- Okuma parçası

Çok Bilgili Kişinin Gerilemesi
Ergenlik Kristalleşmesi
Bu beni Laurence Steinberg'in ortaya attığı önemli bir kavramdan bahsetmeye getiriyor. "Ergenlik kristalleşmesi" kavramı, bireylerin yetişkin kimliklerini oluşturmaya başladıkları, akranlarının ilgi alanlarına, değerlerine ve belirli kariyer yollarına ait olma duygusu kazandıkları 14-18 yaşları arasındaki dönemi tanımlar. Yüzeyde, bu düşünceli bir gelişim süreci gibi görünüyor. Ancak pratikte -özellikle Mısır'daki gibi katı eğitim sistemlerinde- genellikle kendiliğinden bir keşif olmaktan ziyade zorunlu bir daralma haline gelir.

- Görevler ve alıştırmalar
A: Okuma parçasına göre ergenlik kristalleşmesi hangi yaş aralığındaki dönemi tanımlar?
B: Okuma parçasında "Çok Bilgili Kişinin" sözlerinden başlayıp "daralma haline gelir." sözlerine kadar uzanan kısmın tamamını aynen yazın.
C: Okuma parçasını iki cümlede özetleyin.
Kayıtların okuma parçasıyla yapılacak işlerde hiçbir rolü yoktur.

- Kayıt alıntıları
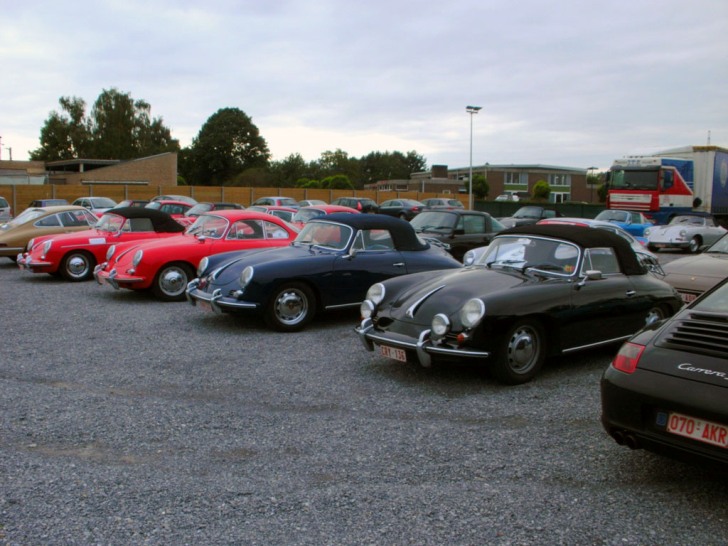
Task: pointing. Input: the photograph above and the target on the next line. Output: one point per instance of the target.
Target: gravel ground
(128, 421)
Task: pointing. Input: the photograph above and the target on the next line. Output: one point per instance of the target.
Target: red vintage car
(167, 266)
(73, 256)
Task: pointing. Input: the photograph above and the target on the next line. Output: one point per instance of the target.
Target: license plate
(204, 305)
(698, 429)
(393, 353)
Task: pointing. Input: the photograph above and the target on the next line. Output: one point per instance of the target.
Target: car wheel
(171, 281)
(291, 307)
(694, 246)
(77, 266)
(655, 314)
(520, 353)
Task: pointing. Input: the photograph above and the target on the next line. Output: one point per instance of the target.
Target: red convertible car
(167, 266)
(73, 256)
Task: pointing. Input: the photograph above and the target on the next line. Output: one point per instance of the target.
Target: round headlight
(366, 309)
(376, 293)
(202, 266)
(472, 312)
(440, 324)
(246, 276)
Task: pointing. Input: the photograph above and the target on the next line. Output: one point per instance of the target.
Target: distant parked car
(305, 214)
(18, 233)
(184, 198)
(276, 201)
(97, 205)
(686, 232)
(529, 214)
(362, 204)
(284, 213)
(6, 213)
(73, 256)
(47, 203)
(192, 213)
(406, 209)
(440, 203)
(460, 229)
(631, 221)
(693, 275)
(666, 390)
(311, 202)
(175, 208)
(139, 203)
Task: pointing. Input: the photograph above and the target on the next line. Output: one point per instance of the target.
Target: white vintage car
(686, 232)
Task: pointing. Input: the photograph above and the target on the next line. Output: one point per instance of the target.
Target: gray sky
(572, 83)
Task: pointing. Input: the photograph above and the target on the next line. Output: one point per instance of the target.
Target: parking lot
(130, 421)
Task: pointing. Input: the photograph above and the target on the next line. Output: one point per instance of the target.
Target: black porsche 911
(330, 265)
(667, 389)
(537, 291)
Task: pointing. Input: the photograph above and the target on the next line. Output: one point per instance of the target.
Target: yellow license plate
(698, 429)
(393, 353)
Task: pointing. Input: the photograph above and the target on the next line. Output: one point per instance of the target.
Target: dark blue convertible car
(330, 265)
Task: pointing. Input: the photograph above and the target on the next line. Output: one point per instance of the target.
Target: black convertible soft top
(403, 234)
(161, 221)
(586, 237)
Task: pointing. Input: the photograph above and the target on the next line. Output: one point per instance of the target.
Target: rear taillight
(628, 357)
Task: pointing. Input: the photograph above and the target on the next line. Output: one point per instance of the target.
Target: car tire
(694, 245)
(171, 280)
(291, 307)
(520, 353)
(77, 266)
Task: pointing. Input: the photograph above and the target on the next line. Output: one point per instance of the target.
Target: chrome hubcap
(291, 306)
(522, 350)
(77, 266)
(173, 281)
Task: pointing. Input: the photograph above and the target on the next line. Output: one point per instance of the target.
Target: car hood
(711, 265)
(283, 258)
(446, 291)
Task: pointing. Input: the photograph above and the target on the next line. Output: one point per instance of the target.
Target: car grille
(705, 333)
--
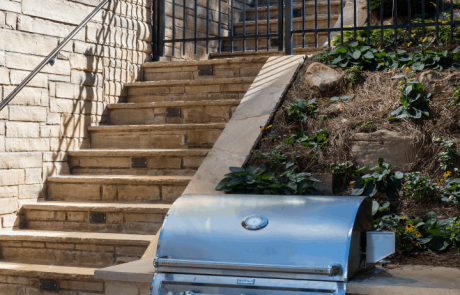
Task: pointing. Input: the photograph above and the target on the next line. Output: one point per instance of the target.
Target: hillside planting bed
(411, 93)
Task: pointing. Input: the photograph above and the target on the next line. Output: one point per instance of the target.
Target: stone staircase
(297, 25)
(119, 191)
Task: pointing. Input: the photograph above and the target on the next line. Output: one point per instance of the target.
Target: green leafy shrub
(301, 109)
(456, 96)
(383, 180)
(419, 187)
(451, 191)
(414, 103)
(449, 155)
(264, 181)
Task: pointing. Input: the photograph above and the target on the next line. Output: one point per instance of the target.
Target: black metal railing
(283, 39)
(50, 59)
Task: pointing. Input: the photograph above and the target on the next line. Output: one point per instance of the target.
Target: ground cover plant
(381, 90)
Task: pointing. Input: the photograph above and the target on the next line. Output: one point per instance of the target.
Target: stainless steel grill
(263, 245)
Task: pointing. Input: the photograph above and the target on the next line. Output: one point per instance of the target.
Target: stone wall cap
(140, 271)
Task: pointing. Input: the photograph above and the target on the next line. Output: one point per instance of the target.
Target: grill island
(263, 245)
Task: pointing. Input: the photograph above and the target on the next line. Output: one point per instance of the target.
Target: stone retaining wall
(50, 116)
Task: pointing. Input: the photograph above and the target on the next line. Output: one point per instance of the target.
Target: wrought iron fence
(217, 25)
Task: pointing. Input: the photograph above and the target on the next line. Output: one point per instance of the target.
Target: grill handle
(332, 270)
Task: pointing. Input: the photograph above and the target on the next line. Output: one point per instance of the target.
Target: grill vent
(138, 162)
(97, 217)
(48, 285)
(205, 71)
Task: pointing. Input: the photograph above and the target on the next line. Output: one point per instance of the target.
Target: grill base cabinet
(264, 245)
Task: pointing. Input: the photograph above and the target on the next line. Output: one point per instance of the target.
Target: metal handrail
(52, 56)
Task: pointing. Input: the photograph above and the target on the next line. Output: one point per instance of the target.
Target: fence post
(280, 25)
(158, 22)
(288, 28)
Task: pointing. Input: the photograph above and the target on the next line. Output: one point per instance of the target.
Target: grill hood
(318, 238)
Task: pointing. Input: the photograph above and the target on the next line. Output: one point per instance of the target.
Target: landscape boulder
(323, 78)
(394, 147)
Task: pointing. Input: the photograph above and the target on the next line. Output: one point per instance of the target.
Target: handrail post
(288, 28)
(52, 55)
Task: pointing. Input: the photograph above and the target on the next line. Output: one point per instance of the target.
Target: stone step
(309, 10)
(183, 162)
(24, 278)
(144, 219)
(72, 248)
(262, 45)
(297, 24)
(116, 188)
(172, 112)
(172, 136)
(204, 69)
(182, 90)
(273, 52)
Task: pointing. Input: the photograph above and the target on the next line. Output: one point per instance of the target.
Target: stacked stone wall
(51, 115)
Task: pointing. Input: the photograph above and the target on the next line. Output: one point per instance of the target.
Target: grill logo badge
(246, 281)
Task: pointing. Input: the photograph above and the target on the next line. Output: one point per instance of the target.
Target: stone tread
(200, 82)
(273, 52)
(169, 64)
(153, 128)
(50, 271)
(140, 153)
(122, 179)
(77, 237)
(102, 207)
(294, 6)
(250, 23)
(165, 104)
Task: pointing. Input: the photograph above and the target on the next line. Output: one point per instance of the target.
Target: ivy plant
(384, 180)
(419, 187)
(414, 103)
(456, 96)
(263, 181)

- Çözümler
A: 14-18 yaşları arasındaki dönemi.

B:
Çok Bilgili Kişinin Gerilemesi
Ergenlik Kristalleşmesi
Bu beni Laurence Steinberg'in ortaya attığı önemli bir kavramdan bahsetmeye getiriyor. "Ergenlik kristalleşmesi" kavramı, bireylerin yetişkin kimliklerini oluşturmaya başladıkları, akranlarının ilgi alanlarına, değerlerine ve belirli kariyer yollarına ait olma duygusu kazandıkları 14-18 yaşları arasındaki dönemi tanımlar. Yüzeyde, bu düşünceli bir gelişim süreci gibi görünüyor. Ancak pratikte -özellikle Mısır'daki gibi katı eğitim sistemlerinde- genellikle kendiliğinden bir keşif olmaktan ziyade zorunlu bir daralma haline gelir.

C: Laurence Steinberg'in ortaya attığı ergenlik kristalleşmesi kavramı, bireylerin yetişkin kimliklerini oluşturmaya başladıkları ve akranlarının ilgi alanlarına, değerlerine ve belirli kariyer yollarına ait olma duygusu kazandıkları 14-18 yaş dönemini tanımlar. Bu süreç yüzeyde düşünceli bir gelişim gibi görünse de pratikte, özellikle Mısır'daki gibi katı eğitim sistemlerinde, genellikle zorunlu bir daralmaya dönüşür.